* THE EXERCISE
Exactly repeat all the records below, omitting the images they hold.

-- Start DATASET EXTRACT --

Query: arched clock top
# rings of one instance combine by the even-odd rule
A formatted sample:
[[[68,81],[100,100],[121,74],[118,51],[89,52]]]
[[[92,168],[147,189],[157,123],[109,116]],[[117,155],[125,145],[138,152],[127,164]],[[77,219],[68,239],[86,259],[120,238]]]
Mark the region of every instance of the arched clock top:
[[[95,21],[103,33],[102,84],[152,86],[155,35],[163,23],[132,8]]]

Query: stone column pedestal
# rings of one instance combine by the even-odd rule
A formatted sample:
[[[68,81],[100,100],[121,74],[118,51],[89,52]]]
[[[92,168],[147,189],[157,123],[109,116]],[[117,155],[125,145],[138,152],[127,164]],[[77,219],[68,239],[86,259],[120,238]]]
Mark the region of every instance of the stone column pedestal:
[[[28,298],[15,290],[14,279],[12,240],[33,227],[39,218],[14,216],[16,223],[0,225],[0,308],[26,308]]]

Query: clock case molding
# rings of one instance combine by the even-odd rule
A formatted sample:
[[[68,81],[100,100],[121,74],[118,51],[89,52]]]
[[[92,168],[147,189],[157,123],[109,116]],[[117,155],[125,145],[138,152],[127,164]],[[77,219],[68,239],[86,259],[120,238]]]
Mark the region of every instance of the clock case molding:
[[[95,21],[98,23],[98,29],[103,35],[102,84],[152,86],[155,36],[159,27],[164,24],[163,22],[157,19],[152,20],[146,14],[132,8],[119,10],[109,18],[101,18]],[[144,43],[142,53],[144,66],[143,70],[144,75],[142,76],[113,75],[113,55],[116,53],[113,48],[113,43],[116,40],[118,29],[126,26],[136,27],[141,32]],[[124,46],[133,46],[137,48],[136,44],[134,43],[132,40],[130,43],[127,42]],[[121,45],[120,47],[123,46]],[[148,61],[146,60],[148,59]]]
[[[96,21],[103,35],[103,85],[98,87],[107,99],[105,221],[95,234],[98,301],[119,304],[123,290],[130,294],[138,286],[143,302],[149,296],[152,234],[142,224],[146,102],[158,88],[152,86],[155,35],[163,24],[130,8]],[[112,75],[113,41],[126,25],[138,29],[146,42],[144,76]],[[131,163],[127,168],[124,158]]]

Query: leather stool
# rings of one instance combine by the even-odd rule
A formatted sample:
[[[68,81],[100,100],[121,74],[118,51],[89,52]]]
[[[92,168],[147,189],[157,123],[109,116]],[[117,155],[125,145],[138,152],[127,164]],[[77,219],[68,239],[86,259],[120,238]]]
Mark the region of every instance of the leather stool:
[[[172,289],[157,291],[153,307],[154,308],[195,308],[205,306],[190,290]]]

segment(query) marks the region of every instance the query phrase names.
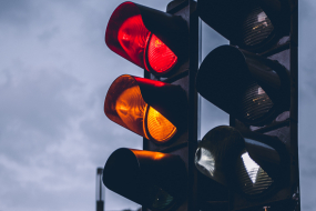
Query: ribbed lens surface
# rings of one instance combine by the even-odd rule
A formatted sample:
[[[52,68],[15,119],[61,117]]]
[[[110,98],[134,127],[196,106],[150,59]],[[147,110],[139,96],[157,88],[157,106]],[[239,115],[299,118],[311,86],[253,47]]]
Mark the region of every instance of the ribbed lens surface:
[[[247,16],[242,30],[244,43],[255,46],[264,41],[272,33],[274,27],[266,13],[257,7]]]
[[[268,189],[273,180],[245,152],[237,161],[237,180],[242,191],[246,194],[259,194]]]
[[[121,26],[118,40],[131,60],[143,66],[144,51],[150,31],[145,28],[141,14],[133,16]]]
[[[176,63],[177,57],[154,34],[147,49],[149,63],[159,73],[170,71]]]
[[[121,120],[124,122],[126,128],[137,134],[143,134],[142,125],[145,107],[146,103],[142,98],[139,86],[124,90],[115,103],[115,110]]]
[[[249,83],[241,99],[239,110],[247,120],[264,117],[273,107],[269,97],[256,82]]]
[[[152,107],[150,107],[146,123],[151,137],[159,142],[166,142],[176,133],[175,125]]]

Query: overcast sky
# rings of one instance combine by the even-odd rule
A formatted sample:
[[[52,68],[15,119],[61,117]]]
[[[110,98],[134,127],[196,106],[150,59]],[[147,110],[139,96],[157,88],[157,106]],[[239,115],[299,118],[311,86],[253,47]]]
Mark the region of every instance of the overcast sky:
[[[165,10],[166,0],[134,1]],[[0,211],[95,210],[95,169],[142,138],[103,112],[109,86],[143,70],[104,43],[114,0],[0,1]],[[316,1],[299,0],[302,208],[316,210]],[[203,24],[204,58],[227,43]],[[202,135],[228,115],[202,101]],[[105,210],[136,209],[106,190]]]

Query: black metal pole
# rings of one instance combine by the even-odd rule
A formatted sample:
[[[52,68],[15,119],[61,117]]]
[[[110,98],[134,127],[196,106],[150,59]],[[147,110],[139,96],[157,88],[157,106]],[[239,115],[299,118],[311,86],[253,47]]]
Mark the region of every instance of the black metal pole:
[[[96,169],[96,185],[95,185],[95,198],[96,198],[96,211],[104,211],[104,185],[102,183],[103,169]]]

-- End DATASET EXTRACT --

* FINAL ANSWER
Query: arched clock top
# rings of one instance combine by the even-odd rule
A formatted sample:
[[[68,81],[100,100],[121,74],[118,51],[89,52]]]
[[[92,168],[147,189],[157,123],[109,116]],[[117,155],[125,145],[138,152],[127,164]],[[77,219],[68,239],[86,259],[120,238]]]
Mark the region of every instance of the arched clock top:
[[[95,21],[103,33],[102,84],[152,86],[155,35],[163,23],[132,8]]]

Query: stone column pedestal
# rings of one instance combine by the even-odd rule
A formatted sample:
[[[68,81],[100,100],[121,74],[118,51],[89,52]]]
[[[92,168],[147,189],[157,123],[109,116]],[[117,155],[125,145],[138,152],[127,164]],[[77,219],[68,239],[86,259],[120,238]]]
Mark the region of every instance of the stone column pedestal:
[[[28,298],[15,290],[14,279],[12,240],[33,227],[39,218],[14,216],[16,223],[0,225],[0,308],[26,308]]]

Query: clock case molding
# rings of one instance combine by the even-odd rule
A formatted sample:
[[[68,81],[100,100],[121,74],[118,51],[89,52]]]
[[[92,168],[147,189],[157,123],[109,116]],[[117,155],[125,145],[138,152],[127,164]],[[77,219],[68,239],[86,259],[120,238]]]
Mark the region of every instance of the clock case molding:
[[[95,21],[98,23],[98,29],[103,35],[102,84],[152,86],[155,36],[159,27],[164,24],[163,22],[157,19],[152,20],[146,14],[132,8],[119,10],[109,18],[101,18]],[[144,43],[142,53],[144,66],[143,70],[144,75],[142,76],[113,75],[113,55],[116,53],[113,48],[113,43],[116,40],[118,29],[126,26],[136,27],[141,32]],[[124,46],[133,46],[137,48],[136,44],[134,43],[132,40],[130,43],[127,42]],[[121,45],[120,47],[123,46]],[[148,61],[146,60],[148,59]]]
[[[96,21],[103,35],[103,85],[98,87],[107,99],[105,221],[95,234],[98,301],[119,304],[123,290],[130,294],[138,286],[143,302],[149,296],[152,234],[142,224],[146,102],[158,88],[152,86],[155,35],[163,24],[130,8]],[[112,75],[113,41],[126,25],[138,29],[146,42],[144,76]],[[131,163],[127,168],[124,158]]]

Query: leather stool
# rings of one instance combine by the even-odd rule
A formatted sample:
[[[68,81],[100,100],[121,74],[118,51],[89,52]]]
[[[92,168],[147,189],[157,123],[109,116]],[[117,155],[125,145],[138,152],[127,164]],[[77,219],[68,239],[86,259],[120,238]]]
Mark the region of every instance of the leather stool:
[[[172,289],[157,291],[153,307],[154,308],[195,308],[205,306],[190,290]]]

segment(query) marks the region of every instance the query phrase names.
Query: ribbed lens surface
# rings of one instance combine by the even-odd rule
A formatted sample:
[[[52,68],[15,119],[61,117]]]
[[[110,98],[134,127],[196,106],[150,59]],[[147,110],[139,96],[157,88],[157,106]],[[239,115],[299,118],[311,86],[253,47]]]
Mark the region of every instance of the ribbed lens surface:
[[[247,16],[242,30],[244,43],[255,46],[264,41],[272,33],[274,27],[266,13],[257,7]]]
[[[268,189],[273,180],[245,152],[237,161],[237,180],[242,191],[246,194],[259,194]]]
[[[121,26],[118,40],[131,60],[143,66],[144,51],[150,31],[145,28],[141,14],[133,16]]]
[[[176,63],[177,57],[154,34],[147,49],[149,63],[159,73],[170,71]]]
[[[121,120],[124,122],[126,128],[137,134],[143,134],[142,125],[145,107],[146,103],[142,98],[139,86],[124,90],[115,103],[115,110]]]
[[[249,83],[241,99],[239,110],[247,120],[264,117],[273,107],[269,97],[256,82]]]
[[[152,107],[150,107],[146,123],[151,137],[159,142],[166,142],[176,133],[175,125]]]

Query: overcast sky
# rings of one instance combine by the even-odd rule
A formatted sample:
[[[52,68],[15,119],[61,117]]]
[[[110,98],[134,127],[196,106],[150,59]],[[147,110],[139,96],[157,88],[157,106]],[[239,115],[299,118],[311,86],[253,47]]]
Mark the region of every instance of the overcast sky:
[[[165,10],[166,0],[134,1]],[[0,211],[95,210],[95,169],[142,138],[103,112],[109,86],[143,70],[104,43],[114,0],[0,1]],[[316,1],[299,0],[302,208],[316,210]],[[203,24],[204,58],[227,43]],[[202,135],[228,115],[202,101]],[[105,210],[136,209],[106,190]]]

Query: black metal pole
# rings of one instance combine by the even-odd rule
A formatted sample:
[[[52,68],[15,119],[61,117]]]
[[[110,98],[134,127],[196,106],[150,59]],[[147,110],[139,96],[157,88],[157,106]],[[239,115],[299,118],[311,86],[253,47]]]
Mark the region of every instance of the black metal pole:
[[[96,169],[96,185],[95,185],[95,198],[96,198],[96,211],[104,211],[104,185],[102,183],[103,169]]]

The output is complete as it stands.